Problem -
Return each line of the records below verbatim, leaving out the pictures.

Input for this task -
◇ ◇ ◇ ◇ ◇

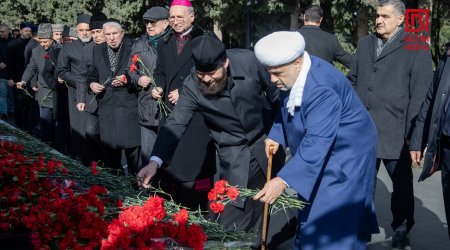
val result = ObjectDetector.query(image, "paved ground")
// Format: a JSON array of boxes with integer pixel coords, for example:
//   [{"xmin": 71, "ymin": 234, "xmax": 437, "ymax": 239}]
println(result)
[{"xmin": 368, "ymin": 167, "xmax": 450, "ymax": 250}]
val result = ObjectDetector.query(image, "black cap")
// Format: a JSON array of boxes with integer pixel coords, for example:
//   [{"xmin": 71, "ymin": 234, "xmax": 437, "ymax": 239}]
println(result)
[
  {"xmin": 191, "ymin": 32, "xmax": 227, "ymax": 72},
  {"xmin": 19, "ymin": 22, "xmax": 33, "ymax": 29},
  {"xmin": 62, "ymin": 25, "xmax": 70, "ymax": 37},
  {"xmin": 89, "ymin": 11, "xmax": 108, "ymax": 30},
  {"xmin": 142, "ymin": 6, "xmax": 169, "ymax": 21},
  {"xmin": 77, "ymin": 14, "xmax": 91, "ymax": 25}
]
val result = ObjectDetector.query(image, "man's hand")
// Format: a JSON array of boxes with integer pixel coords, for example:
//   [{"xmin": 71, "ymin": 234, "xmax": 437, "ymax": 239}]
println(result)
[
  {"xmin": 138, "ymin": 161, "xmax": 158, "ymax": 188},
  {"xmin": 264, "ymin": 138, "xmax": 280, "ymax": 158},
  {"xmin": 89, "ymin": 82, "xmax": 105, "ymax": 94},
  {"xmin": 77, "ymin": 102, "xmax": 86, "ymax": 111},
  {"xmin": 138, "ymin": 76, "xmax": 152, "ymax": 89},
  {"xmin": 253, "ymin": 177, "xmax": 287, "ymax": 204},
  {"xmin": 111, "ymin": 75, "xmax": 128, "ymax": 87},
  {"xmin": 152, "ymin": 87, "xmax": 164, "ymax": 99},
  {"xmin": 409, "ymin": 150, "xmax": 422, "ymax": 165},
  {"xmin": 16, "ymin": 81, "xmax": 26, "ymax": 89},
  {"xmin": 167, "ymin": 89, "xmax": 179, "ymax": 105}
]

◇ ◇ ◇ ◇ ◇

Reply -
val result = ObjectDetector.query(image, "paved ground")
// Format: a JSON array of boxes with integer pixel coords, for example:
//   [{"xmin": 71, "ymin": 234, "xmax": 437, "ymax": 239}]
println(result)
[{"xmin": 368, "ymin": 167, "xmax": 450, "ymax": 250}]
val result = ObjectDetector.query(image, "black cap")
// Format: a JSON array of boxes with integer pixel coords, for example:
//   [{"xmin": 71, "ymin": 234, "xmax": 437, "ymax": 239}]
println(result)
[
  {"xmin": 191, "ymin": 32, "xmax": 227, "ymax": 72},
  {"xmin": 19, "ymin": 22, "xmax": 33, "ymax": 29},
  {"xmin": 62, "ymin": 25, "xmax": 70, "ymax": 37},
  {"xmin": 89, "ymin": 11, "xmax": 108, "ymax": 30},
  {"xmin": 142, "ymin": 6, "xmax": 169, "ymax": 21},
  {"xmin": 77, "ymin": 14, "xmax": 91, "ymax": 25}
]
val result = ObjectDetector.query(image, "man's hand")
// Format: a JSON array of boxes with integer pixel coords, for example:
//   [{"xmin": 71, "ymin": 234, "xmax": 437, "ymax": 239}]
println(result)
[
  {"xmin": 138, "ymin": 161, "xmax": 158, "ymax": 188},
  {"xmin": 264, "ymin": 138, "xmax": 280, "ymax": 158},
  {"xmin": 89, "ymin": 82, "xmax": 105, "ymax": 94},
  {"xmin": 77, "ymin": 102, "xmax": 86, "ymax": 111},
  {"xmin": 138, "ymin": 76, "xmax": 152, "ymax": 89},
  {"xmin": 253, "ymin": 177, "xmax": 287, "ymax": 204},
  {"xmin": 111, "ymin": 75, "xmax": 128, "ymax": 87},
  {"xmin": 152, "ymin": 87, "xmax": 164, "ymax": 99},
  {"xmin": 409, "ymin": 150, "xmax": 422, "ymax": 165},
  {"xmin": 16, "ymin": 81, "xmax": 26, "ymax": 89},
  {"xmin": 167, "ymin": 89, "xmax": 179, "ymax": 105}
]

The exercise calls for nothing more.